Could you reproduce every one of the items below word for word?

▼

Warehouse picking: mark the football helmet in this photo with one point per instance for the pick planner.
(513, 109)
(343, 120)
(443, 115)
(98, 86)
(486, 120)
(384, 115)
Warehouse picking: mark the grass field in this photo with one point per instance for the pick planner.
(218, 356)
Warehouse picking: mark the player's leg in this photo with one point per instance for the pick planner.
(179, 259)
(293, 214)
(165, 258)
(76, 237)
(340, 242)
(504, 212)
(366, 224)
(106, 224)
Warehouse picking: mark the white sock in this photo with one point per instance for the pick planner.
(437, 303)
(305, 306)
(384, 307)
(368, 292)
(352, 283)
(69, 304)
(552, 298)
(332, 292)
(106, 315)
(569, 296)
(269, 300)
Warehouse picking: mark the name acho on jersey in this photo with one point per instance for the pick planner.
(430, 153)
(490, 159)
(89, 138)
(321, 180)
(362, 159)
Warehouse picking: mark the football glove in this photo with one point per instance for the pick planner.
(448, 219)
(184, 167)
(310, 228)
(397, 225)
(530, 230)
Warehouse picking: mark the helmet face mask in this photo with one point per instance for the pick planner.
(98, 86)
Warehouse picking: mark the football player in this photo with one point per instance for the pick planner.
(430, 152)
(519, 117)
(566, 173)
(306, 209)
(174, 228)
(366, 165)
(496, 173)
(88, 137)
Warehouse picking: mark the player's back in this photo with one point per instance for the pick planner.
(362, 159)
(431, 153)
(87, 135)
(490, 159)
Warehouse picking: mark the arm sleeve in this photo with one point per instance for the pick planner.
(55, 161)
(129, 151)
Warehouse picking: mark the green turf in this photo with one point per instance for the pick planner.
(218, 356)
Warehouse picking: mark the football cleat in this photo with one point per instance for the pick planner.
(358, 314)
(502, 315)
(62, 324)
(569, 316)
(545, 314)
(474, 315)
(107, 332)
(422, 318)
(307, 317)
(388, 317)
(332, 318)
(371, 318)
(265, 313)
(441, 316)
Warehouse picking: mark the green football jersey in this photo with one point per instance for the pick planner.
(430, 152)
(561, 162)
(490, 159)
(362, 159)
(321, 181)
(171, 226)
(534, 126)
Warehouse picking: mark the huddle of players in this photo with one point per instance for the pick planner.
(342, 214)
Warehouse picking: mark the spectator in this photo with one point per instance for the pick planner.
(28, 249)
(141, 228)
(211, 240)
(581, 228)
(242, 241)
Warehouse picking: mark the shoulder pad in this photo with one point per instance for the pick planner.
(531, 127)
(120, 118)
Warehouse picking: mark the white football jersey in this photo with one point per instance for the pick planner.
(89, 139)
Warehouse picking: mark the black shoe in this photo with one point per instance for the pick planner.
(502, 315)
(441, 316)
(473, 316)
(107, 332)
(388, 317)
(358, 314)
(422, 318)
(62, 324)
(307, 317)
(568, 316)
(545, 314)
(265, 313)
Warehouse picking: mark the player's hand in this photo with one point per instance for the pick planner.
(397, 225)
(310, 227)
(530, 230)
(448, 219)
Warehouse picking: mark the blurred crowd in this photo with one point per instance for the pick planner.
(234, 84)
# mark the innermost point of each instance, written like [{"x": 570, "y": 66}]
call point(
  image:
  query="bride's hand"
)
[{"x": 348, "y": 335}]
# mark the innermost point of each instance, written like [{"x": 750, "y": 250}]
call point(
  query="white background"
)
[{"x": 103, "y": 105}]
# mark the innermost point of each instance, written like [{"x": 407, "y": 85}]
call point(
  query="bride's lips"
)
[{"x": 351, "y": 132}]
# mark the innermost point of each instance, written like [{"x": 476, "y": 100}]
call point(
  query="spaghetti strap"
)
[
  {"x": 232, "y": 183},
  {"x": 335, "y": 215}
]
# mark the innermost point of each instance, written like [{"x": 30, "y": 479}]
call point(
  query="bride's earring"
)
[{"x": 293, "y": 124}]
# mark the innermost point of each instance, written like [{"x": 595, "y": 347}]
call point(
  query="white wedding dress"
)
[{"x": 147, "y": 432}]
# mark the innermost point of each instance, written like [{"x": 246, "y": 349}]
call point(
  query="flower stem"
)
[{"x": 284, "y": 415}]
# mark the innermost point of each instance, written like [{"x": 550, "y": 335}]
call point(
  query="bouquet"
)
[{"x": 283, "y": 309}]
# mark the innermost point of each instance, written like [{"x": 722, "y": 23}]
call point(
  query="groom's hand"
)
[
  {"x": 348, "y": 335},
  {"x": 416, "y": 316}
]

▲

> [FINISHED ANSWER]
Warehouse picking: mark the football helmet in this photo with one point per instance for the pick planner.
(513, 109)
(343, 120)
(443, 115)
(98, 86)
(486, 120)
(384, 115)
Warehouse picking: mark the grass field in this photo with one point per instance for the pick planner.
(218, 356)
Warehouse picking: mark the player's leg in this photo with one point per instance for the pick planner.
(179, 259)
(293, 214)
(165, 258)
(76, 237)
(340, 242)
(504, 212)
(366, 224)
(106, 224)
Warehouse picking: mark the white sock in this photo with one point per instance for the pick planner.
(437, 303)
(305, 306)
(384, 307)
(368, 292)
(352, 283)
(69, 304)
(552, 298)
(332, 292)
(106, 315)
(569, 296)
(269, 300)
Warehouse picking: mark the name acho on jersey in this photo with one point per instance for the pick planner.
(430, 153)
(490, 159)
(89, 138)
(321, 180)
(362, 159)
Warehouse picking: mark the football glove in this photo with one point per instance for the pick planner.
(448, 219)
(184, 167)
(310, 228)
(397, 225)
(530, 230)
Warehouse picking: mark the helmet face mask in this photo with one point per instance for the pick planner.
(98, 86)
Warehouse picking: mark the football player in this photo with one point per instance for the pick planner.
(430, 152)
(519, 117)
(566, 173)
(306, 209)
(174, 228)
(366, 165)
(496, 173)
(88, 137)
Warehouse picking: mark the player's back in this photo with one point per instance for the pick planner.
(362, 159)
(431, 153)
(87, 135)
(490, 159)
Warehouse picking: mark the arm sleeve in this photo with one point per instance for the pick planner.
(55, 161)
(129, 151)
Warehouse picking: mark the green turf in this photo with one point per instance for the pick planner.
(218, 356)
Warehouse picking: mark the football cleat in this photo with one point per instance for the pick planner.
(358, 314)
(502, 315)
(62, 324)
(569, 316)
(545, 314)
(474, 315)
(107, 332)
(422, 318)
(307, 317)
(388, 317)
(332, 318)
(371, 318)
(265, 313)
(441, 316)
Warehouse picking: mark the green football jersey in this photo with one point per instance for the pick planner.
(430, 152)
(561, 162)
(490, 159)
(362, 159)
(321, 181)
(171, 226)
(534, 126)
Warehouse picking: mark the huddle of players in this photo with one point per instance for the pick planner.
(342, 214)
Warehouse picking: mark the spectator in this photo with one point per instance for the pick planner.
(28, 249)
(141, 228)
(211, 240)
(581, 228)
(242, 241)
Warehouse picking: mark the shoulder pad in this photo with one point per instance for the pick planner.
(531, 127)
(120, 118)
Warehouse picking: mark the white football jersey in this photo with one point per instance for the pick planner.
(89, 139)
Warehouse picking: mark the black shoe in this photo with one point per instance for the pick planner.
(502, 315)
(441, 316)
(473, 316)
(107, 332)
(388, 317)
(358, 314)
(422, 318)
(62, 324)
(307, 317)
(568, 316)
(545, 314)
(265, 313)
Warehouse picking: mark the player's hand in this photo with one point per instance for the pick planner.
(397, 225)
(310, 227)
(530, 230)
(448, 219)
Warehouse picking: mark the blurred crowd in this photo with one point per instance for the pick planner.
(234, 84)
# mark the innermost point of each instance, written like [{"x": 570, "y": 66}]
call point(
  image:
  query="bride's hand"
)
[{"x": 348, "y": 335}]
# mark the innermost point of each instance, written like [{"x": 750, "y": 250}]
call point(
  query="white background"
)
[{"x": 103, "y": 105}]
# mark the innermost point of each instance, written like [{"x": 407, "y": 85}]
call point(
  query="bride's lips"
)
[{"x": 351, "y": 132}]
# mark the innermost point of each instance, written like [{"x": 476, "y": 100}]
call point(
  query="spaghetti strap"
)
[
  {"x": 232, "y": 183},
  {"x": 335, "y": 215}
]
# mark the innermost point of each instance, written like [{"x": 30, "y": 479}]
call point(
  query="bride's earring"
)
[{"x": 293, "y": 124}]
# mark the innermost point of each instance, written like [{"x": 595, "y": 347}]
call point(
  query="white wedding dress"
)
[{"x": 147, "y": 432}]
# mark the innermost point of each instance, written like [{"x": 246, "y": 349}]
call point(
  query="flower stem"
)
[{"x": 284, "y": 415}]
# mark the innermost point of each instance, written like [{"x": 550, "y": 335}]
call point(
  query="bouquet"
)
[{"x": 283, "y": 309}]
# mark the innermost point of each instance, written like [{"x": 722, "y": 23}]
call point(
  query="groom's hand"
)
[
  {"x": 348, "y": 335},
  {"x": 416, "y": 316}
]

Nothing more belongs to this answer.